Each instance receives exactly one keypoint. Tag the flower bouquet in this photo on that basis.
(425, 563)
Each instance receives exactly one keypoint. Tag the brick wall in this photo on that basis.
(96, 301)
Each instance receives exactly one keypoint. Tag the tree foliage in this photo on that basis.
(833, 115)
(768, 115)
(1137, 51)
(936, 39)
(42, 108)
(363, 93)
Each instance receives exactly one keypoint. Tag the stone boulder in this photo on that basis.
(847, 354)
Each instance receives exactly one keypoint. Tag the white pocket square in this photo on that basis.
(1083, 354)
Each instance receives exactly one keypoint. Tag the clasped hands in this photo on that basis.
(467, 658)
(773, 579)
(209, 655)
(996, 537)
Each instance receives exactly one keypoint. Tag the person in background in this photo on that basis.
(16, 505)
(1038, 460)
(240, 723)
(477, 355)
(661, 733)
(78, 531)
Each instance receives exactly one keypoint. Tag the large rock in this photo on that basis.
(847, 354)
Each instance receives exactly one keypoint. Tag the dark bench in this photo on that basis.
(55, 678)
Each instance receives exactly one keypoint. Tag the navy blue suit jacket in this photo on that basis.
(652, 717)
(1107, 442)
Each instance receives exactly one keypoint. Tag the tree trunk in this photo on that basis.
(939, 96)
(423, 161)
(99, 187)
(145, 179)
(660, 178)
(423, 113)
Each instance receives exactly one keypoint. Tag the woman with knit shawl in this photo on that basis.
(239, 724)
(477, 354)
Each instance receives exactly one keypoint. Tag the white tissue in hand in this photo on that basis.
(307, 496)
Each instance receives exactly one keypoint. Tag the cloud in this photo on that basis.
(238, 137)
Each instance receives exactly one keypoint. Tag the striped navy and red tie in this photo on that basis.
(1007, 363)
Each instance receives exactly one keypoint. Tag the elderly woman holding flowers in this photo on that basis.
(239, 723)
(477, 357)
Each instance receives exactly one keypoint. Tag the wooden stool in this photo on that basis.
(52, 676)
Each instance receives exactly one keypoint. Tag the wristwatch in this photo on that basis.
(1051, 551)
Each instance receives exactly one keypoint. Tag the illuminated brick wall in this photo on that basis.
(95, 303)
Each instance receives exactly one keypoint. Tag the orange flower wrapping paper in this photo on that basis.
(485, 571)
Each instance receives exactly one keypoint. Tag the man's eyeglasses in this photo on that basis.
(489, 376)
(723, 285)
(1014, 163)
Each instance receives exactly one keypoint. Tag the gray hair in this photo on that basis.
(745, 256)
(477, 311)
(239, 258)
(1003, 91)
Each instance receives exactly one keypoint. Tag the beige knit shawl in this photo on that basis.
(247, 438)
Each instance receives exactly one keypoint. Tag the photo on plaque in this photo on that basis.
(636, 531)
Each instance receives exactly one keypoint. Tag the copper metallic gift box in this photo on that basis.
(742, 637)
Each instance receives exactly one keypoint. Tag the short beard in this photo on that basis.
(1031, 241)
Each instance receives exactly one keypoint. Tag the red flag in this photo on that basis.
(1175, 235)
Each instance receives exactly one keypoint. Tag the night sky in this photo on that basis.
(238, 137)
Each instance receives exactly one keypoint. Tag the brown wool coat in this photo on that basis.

= = = =

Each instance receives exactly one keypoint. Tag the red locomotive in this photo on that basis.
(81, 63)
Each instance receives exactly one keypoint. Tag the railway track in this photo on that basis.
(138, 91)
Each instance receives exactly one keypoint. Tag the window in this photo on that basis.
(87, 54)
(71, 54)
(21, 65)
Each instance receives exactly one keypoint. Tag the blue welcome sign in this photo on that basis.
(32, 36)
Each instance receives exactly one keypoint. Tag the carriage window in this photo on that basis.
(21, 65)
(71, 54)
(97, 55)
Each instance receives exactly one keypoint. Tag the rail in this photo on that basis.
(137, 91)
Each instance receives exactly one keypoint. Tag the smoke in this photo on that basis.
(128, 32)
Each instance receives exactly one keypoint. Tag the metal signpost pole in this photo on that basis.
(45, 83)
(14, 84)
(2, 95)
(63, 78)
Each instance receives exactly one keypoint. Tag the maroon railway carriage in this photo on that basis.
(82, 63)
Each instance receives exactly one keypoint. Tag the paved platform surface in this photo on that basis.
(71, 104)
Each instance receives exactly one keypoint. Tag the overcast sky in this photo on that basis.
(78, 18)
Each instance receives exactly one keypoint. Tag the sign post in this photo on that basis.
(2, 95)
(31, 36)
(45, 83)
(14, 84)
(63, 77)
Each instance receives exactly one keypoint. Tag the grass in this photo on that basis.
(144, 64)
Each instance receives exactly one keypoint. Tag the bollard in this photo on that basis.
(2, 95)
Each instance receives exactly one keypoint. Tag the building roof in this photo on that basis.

= = = =

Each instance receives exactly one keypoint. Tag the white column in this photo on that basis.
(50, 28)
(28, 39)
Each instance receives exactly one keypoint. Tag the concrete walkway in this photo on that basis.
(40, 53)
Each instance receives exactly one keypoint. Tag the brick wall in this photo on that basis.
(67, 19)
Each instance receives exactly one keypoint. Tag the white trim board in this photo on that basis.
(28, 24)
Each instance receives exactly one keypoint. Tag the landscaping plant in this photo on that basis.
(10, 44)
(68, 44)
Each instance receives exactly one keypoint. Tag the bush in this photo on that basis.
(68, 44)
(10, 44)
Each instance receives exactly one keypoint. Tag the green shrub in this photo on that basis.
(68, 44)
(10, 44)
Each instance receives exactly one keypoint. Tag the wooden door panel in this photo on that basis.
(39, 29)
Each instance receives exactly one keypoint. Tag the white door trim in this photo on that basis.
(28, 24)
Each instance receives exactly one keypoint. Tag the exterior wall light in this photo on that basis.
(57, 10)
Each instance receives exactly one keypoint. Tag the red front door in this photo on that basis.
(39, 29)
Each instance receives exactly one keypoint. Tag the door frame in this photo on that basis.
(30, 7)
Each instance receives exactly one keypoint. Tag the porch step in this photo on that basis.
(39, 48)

= = = =

SHORT EXERCISE:
Update the records from the line that contains "Each instance receives exactly one keypoint. Tag the railway" through the line that contains "Each instance receives exactly one keypoint. Tag the building" by changing "overcast" to "cloudy" and keeping everything else the same. Return only those lines.

RESPONSE:
Each instance receives exactly one keypoint. Tag the railway track in this photo on that basis.
(138, 91)
Each instance receives exactly one keypoint. Tag the window in this photo on that basis.
(87, 54)
(71, 54)
(21, 65)
Each instance receives exactly one keypoint. Tag the blue welcome sign in this photo on that basis.
(32, 36)
Each instance receives exactly one keypoint. Tag the carriage window in this photo on that basis.
(21, 65)
(71, 54)
(97, 55)
Each instance receives exactly one keypoint. Tag the rail in this photo on that basis.
(137, 91)
Each instance receives exactly one keypoint. Tag the smoke in this photo on that basis.
(128, 32)
Each instance receives exactly one keypoint. Tag the metal signpost pole in this photo on that basis.
(45, 83)
(14, 84)
(2, 95)
(63, 78)
Each instance receives exactly one keypoint. Tag the maroon railway carriage in this photo on that basis.
(82, 63)
Each instance receives exactly one keypoint. Tag the paved platform surface in this photo on that basis.
(71, 104)
Each instance receives exactly one keypoint. Tag the cloudy sky in this photo on that basis.
(78, 18)
Each instance receives exactly one keypoint. Tag the sign post in this photo on that basis.
(2, 95)
(31, 36)
(45, 83)
(14, 84)
(63, 77)
Each instance receives exactly one keypoint. Tag the grass in this photo on that basis.
(144, 64)
Each instance receives exactly one keypoint. Tag the bollard in this photo on that basis.
(2, 95)
Each instance receives exactly one keypoint. Tag the building roof in this photo on that basis.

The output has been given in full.